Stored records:
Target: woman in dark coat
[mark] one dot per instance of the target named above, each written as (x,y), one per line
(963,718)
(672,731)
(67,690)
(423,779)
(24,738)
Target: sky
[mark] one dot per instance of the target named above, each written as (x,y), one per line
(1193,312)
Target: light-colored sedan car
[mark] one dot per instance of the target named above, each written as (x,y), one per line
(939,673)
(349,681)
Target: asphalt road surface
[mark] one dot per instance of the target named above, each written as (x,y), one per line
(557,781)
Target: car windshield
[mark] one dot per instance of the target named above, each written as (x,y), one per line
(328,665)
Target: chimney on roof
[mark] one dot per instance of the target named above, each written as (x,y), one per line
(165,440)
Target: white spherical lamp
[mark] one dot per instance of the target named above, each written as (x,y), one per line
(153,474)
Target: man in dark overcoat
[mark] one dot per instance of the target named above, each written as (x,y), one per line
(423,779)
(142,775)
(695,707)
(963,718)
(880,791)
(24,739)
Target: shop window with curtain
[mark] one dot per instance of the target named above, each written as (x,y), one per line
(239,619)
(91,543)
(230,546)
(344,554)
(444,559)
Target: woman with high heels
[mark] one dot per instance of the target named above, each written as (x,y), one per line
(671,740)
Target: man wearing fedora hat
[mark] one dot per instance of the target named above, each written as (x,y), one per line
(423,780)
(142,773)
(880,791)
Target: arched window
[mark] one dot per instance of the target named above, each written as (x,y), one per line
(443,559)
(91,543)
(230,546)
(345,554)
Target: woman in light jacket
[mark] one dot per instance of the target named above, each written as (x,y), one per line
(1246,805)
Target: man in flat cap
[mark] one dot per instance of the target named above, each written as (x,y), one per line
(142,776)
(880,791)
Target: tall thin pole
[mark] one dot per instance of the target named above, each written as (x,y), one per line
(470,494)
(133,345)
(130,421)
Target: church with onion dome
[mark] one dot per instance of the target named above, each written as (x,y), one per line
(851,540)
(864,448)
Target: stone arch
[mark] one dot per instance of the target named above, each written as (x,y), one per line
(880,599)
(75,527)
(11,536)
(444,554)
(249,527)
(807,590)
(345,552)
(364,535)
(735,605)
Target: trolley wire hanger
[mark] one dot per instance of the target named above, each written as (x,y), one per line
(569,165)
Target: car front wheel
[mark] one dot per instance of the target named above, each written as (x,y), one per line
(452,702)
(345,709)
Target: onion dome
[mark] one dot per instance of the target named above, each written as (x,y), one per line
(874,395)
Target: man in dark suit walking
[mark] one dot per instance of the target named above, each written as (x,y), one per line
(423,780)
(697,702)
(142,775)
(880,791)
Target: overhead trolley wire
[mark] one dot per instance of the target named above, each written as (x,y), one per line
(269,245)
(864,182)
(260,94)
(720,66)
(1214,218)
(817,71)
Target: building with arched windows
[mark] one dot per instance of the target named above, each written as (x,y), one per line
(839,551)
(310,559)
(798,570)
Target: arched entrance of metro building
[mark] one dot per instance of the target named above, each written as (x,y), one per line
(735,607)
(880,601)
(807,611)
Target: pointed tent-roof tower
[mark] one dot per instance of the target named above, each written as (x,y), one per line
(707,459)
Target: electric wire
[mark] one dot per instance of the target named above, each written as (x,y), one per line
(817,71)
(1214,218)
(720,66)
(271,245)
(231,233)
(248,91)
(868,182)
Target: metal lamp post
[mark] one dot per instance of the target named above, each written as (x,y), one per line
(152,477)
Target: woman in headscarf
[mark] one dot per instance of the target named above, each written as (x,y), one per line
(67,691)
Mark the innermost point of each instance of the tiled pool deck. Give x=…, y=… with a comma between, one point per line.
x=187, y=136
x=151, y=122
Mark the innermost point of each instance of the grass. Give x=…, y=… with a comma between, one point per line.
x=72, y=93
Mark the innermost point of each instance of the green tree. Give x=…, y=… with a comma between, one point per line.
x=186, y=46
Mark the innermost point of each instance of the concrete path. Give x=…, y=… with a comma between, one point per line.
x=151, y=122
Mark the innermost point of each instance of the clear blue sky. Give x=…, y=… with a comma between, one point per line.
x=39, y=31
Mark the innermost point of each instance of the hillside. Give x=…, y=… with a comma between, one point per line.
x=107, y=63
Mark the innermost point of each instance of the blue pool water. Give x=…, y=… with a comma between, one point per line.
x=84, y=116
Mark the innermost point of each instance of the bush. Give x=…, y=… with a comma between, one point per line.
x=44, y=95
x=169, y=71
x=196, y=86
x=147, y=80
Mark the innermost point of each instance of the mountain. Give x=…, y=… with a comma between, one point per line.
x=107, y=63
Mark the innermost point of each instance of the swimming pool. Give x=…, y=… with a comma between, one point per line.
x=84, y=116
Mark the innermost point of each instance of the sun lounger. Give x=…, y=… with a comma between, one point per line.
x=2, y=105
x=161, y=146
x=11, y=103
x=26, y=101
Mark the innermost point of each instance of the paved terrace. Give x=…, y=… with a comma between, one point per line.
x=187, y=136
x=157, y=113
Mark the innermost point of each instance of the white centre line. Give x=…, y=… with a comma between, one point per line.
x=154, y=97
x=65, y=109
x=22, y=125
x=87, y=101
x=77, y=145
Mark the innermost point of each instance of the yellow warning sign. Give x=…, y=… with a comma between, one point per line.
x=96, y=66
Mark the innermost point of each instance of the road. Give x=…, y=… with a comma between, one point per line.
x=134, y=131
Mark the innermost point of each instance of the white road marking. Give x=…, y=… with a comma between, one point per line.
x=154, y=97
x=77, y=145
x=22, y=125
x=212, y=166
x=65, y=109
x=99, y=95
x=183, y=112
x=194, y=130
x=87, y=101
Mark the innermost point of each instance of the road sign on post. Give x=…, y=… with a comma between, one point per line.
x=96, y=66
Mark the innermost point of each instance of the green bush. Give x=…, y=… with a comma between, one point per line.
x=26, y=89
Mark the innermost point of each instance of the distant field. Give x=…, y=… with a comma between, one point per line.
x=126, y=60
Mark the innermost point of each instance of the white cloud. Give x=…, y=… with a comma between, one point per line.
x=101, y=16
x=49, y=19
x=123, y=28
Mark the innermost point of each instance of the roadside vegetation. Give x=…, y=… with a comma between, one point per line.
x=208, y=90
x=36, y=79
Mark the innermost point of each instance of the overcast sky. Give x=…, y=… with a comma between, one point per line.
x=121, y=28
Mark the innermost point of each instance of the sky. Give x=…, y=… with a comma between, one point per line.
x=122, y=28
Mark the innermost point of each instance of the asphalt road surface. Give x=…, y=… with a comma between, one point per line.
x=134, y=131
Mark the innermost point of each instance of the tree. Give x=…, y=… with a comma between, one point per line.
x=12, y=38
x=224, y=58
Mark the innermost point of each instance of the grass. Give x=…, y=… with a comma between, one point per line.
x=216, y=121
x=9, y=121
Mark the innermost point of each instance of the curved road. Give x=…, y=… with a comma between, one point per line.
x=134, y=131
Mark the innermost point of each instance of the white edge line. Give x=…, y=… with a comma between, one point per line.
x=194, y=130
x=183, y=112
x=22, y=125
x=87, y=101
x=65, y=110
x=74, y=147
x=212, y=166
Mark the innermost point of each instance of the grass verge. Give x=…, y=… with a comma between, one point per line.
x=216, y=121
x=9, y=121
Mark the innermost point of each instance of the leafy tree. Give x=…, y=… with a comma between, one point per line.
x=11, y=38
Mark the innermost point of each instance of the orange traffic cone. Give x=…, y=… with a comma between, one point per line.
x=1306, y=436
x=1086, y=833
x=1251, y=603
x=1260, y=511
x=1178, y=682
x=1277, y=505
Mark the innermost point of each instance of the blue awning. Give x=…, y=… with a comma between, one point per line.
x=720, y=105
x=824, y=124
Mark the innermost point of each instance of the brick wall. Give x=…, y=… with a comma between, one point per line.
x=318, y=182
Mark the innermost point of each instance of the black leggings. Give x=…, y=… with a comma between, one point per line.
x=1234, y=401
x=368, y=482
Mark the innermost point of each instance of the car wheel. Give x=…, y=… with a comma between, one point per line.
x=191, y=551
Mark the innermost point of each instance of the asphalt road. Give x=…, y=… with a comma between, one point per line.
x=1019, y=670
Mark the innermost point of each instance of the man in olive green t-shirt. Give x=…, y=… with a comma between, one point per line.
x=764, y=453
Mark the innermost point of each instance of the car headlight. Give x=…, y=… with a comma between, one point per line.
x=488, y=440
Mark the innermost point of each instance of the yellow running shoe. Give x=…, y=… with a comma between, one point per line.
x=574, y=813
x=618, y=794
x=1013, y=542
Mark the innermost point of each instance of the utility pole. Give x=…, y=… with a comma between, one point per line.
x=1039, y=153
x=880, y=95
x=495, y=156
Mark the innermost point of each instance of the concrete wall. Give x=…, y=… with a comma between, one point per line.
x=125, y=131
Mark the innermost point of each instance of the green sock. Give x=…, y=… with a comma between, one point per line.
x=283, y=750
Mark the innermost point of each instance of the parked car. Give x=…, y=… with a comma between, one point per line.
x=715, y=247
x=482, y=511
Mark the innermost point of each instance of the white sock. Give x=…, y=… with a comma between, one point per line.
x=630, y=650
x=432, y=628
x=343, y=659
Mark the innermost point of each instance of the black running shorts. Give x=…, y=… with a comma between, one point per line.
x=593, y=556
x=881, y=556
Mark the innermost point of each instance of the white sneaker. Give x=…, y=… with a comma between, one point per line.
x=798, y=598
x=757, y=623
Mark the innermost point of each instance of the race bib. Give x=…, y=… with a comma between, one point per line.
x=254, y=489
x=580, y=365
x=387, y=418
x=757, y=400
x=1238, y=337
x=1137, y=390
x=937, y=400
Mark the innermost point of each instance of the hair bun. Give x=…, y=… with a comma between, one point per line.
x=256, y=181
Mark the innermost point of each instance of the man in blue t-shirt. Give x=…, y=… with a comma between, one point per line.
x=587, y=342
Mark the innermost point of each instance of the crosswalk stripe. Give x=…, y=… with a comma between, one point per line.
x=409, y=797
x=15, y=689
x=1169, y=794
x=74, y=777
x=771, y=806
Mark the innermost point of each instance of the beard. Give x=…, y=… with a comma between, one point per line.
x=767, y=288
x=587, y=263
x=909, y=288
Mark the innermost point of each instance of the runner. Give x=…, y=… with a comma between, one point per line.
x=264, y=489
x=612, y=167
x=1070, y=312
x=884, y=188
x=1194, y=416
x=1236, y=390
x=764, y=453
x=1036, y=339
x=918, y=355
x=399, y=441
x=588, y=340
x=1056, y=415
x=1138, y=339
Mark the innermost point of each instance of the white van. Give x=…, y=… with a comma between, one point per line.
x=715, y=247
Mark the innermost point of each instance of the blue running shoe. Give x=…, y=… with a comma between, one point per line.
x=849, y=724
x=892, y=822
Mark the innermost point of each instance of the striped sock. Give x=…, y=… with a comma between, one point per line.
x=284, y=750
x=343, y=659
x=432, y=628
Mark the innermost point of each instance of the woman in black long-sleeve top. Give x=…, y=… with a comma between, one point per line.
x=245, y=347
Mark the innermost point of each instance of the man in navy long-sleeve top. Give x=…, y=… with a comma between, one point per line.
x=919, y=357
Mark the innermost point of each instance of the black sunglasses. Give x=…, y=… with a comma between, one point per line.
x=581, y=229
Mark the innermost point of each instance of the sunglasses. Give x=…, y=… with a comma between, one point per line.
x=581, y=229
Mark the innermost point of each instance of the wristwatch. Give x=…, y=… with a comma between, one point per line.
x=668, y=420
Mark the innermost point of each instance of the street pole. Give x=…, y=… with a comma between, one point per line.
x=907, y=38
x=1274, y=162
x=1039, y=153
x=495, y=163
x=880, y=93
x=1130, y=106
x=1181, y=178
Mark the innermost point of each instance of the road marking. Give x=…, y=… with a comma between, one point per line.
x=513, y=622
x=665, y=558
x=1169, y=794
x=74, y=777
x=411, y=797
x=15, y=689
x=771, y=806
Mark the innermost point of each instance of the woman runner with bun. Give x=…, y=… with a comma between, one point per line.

### Exercise objective
Copy the lines that begin with the one containing "Mark the innermost point of each instance of the yellow running" and end with the one containing "x=256, y=181", both included, reproducing each character unchanged.

### Reply to the exercise
Mark the innermost point of each instance of the yellow running shoe. Give x=…, y=… with a comma between, one point per line.
x=574, y=813
x=618, y=794
x=1013, y=542
Mark the innermost point of each instance of the utility pole. Give x=…, y=… with a comma between, one point per line.
x=1039, y=153
x=880, y=95
x=495, y=156
Mark the innermost point of each instance of the concrete wall. Give x=…, y=… with a comma between, one point per line.
x=125, y=131
Mark the innermost point of each instance of the green sock. Give x=…, y=… with a comma between, one point per line.
x=283, y=750
Mark the innermost point of each instance of the parked car. Give x=…, y=… with a comma between, one point per line.
x=715, y=247
x=482, y=511
Mark the innermost point of each instance of the white sock. Give x=…, y=… with a comma between, one point per line.
x=630, y=650
x=432, y=628
x=343, y=659
Mark the innermost point of each instance of the black running shorts. Give x=…, y=… with a comma between, one point per line.
x=593, y=556
x=881, y=556
Mark the innermost point of each instance of the white sneaker. Give x=…, y=… with a comma between, one point per line.
x=798, y=598
x=757, y=623
Mark the innermost point of each instance of the race bib. Give x=…, y=… with a comma between, one point per line.
x=254, y=489
x=580, y=365
x=387, y=418
x=757, y=400
x=1238, y=337
x=1137, y=390
x=937, y=400
Mark the innermost point of each instance of the hair bun. Give x=…, y=… with a comma between, one point per line.
x=256, y=181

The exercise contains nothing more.